| Written request 1 |
Return, word for word, the stretch of the McCartney album review from "McCartney has a" through "of McCartney’s music.".

| Supplied text |
§
And then comes the wordless “Valentine’s Day,” a succinct jam under 2 minutes that if anything proves McCartney’s talent with melody. Not a single other Beatle could have gotten away with not using his voice and “Valentine’s Day” is aware of that: its guitar caustic and biting, the drumming rapid, a kiss-off to the other members as if to say, “Well look what I can do, even without you.”
McCartney, even in his Beatle years, rarely sang in the first person, which is a shame, because he’s quite good at it. “Every Night” might be the best song on the album (if it weren’t for a little thing called “Junk” and “Maybe I’m Amazed”). Truly a portrait of himself at the time, it’s quite lyrically clever that McCartney makes the point that he wants to escape the ‘every nights,’ for the singular moments where he’s just with the one he loves. As a little kid I was enthralled with this arrangement, the off-beat boom hiccup of the snare and that wordless refrain driving the point home and making it one of McCartney’s most endearing and independent songs on record.
“Hot As Sun/ Glasses” marks an interesting point in the album; it’s another instrumental and again as melodic as anything McCartney ever made, and it’s a great homage to the classic fifties progressions (think Buddy Holly) as well as a quick foray into new sounds (that summery organ), John Cage (the classical dissonance), and musique-concrete (the snippet of “Suicide” – a demo he left off the album).
McCartney has a gift with acoustic guitars; intertwined with his voice, they become him when he’s at his most wistful (see "Yesterday,“ "Blackbird,” “Her Majesty,” “Mother Nature’s Son,” “I Will,” even as far back as “I’ll Follow The Sun”), and no example might be more powerful than “Junk.” The song that might as well have instigated Elliot Smith’s whole career it’s a beautiful piece of McCartney’s third person story telling that manages to make even the blandest objects alive and heart wrenching. Only (fittingly) Rogers and Hammerstein ever made ordinary things as equally charming in “My Favorite Things.” Even before the chorus, just in the way McCartney gently lulls “Motor cars, Handle Bars, Bicycles for two,” you sense the immediate sadness, the forlorn nature of these objects without mentioning another word. Such is the power of McCartney’s music.
§
| Listing |
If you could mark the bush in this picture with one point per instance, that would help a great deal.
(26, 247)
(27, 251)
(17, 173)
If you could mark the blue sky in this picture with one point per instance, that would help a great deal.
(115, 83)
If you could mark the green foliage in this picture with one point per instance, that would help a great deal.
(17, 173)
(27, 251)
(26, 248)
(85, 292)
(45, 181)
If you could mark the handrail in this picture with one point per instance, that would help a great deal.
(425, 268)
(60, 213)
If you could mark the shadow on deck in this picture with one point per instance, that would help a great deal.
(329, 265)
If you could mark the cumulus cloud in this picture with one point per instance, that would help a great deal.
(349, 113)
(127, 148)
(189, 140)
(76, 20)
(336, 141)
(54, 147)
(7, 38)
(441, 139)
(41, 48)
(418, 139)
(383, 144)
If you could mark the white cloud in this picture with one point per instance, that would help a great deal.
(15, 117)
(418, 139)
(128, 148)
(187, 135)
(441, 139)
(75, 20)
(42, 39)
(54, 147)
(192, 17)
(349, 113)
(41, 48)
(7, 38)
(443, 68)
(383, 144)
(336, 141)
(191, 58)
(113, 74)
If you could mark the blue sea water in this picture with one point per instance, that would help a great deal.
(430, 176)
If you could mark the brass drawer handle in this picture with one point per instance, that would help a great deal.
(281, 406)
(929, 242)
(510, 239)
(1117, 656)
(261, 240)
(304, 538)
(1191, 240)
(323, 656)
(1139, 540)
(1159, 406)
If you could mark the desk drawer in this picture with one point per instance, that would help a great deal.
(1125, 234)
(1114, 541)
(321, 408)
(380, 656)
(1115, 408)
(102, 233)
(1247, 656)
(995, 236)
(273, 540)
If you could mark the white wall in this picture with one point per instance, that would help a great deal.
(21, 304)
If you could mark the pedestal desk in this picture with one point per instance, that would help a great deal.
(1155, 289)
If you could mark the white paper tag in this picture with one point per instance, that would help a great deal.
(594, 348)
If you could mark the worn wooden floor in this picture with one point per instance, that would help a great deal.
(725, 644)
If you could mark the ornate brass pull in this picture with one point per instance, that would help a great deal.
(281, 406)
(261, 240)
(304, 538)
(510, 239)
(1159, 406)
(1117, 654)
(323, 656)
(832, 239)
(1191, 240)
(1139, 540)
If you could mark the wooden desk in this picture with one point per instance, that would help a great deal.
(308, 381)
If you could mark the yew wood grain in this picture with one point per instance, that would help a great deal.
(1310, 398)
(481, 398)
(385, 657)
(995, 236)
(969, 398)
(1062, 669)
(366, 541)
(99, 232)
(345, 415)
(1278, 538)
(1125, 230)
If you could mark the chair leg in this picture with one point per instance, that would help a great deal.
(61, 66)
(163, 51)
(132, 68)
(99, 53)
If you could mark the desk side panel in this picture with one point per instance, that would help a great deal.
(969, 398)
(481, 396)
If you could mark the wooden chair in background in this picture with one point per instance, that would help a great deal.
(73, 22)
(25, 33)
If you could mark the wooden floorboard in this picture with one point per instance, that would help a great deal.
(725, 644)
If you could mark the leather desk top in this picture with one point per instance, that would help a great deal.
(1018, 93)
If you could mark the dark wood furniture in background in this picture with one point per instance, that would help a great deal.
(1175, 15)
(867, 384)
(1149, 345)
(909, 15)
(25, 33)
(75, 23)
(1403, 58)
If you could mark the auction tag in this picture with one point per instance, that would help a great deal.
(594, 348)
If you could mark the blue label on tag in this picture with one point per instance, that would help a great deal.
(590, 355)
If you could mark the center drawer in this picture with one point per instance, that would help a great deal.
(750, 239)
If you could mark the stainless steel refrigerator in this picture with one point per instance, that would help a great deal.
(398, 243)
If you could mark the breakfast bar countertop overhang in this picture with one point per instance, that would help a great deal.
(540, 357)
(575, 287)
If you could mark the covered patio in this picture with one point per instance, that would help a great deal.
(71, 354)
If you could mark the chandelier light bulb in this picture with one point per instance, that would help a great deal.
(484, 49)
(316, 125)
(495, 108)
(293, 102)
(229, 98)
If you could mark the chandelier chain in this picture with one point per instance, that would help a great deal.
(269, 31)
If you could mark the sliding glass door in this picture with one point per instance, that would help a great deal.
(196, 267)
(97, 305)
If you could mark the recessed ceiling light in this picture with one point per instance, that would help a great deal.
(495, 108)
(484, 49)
§
| Written request 2 |
Collect each line of the rows above that contains the word "white".

| Correct response 1 |
McCartney has a gift with acoustic guitars; intertwined with his voice, they become him when he’s at his most wistful (see "Yesterday,“ "Blackbird,” “Her Majesty,” “Mother Nature’s Son,” “I Will,” even as far back as “I’ll Follow The Sun”), and no example might be more powerful than “Junk.” The song that might as well have instigated Elliot Smith’s whole career it’s a beautiful piece of McCartney’s third person story telling that manages to make even the blandest objects alive and heart wrenching. Only (fittingly) Rogers and Hammerstein ever made ordinary things as equally charming in “My Favorite Things.” Even before the chorus, just in the way McCartney gently lulls “Motor cars, Handle Bars, Bicycles for two,” you sense the immediate sadness, the forlorn nature of these objects without mentioning another word. Such is the power of McCartney’s music.

| Correct response 2 |
If you could mark the white cloud in this picture with one point per instance, that would help a great deal.
If you could mark the white wall in this picture with one point per instance, that would help a great deal.
If you could mark the white paper tag in this picture with one point per instance, that would help a great deal.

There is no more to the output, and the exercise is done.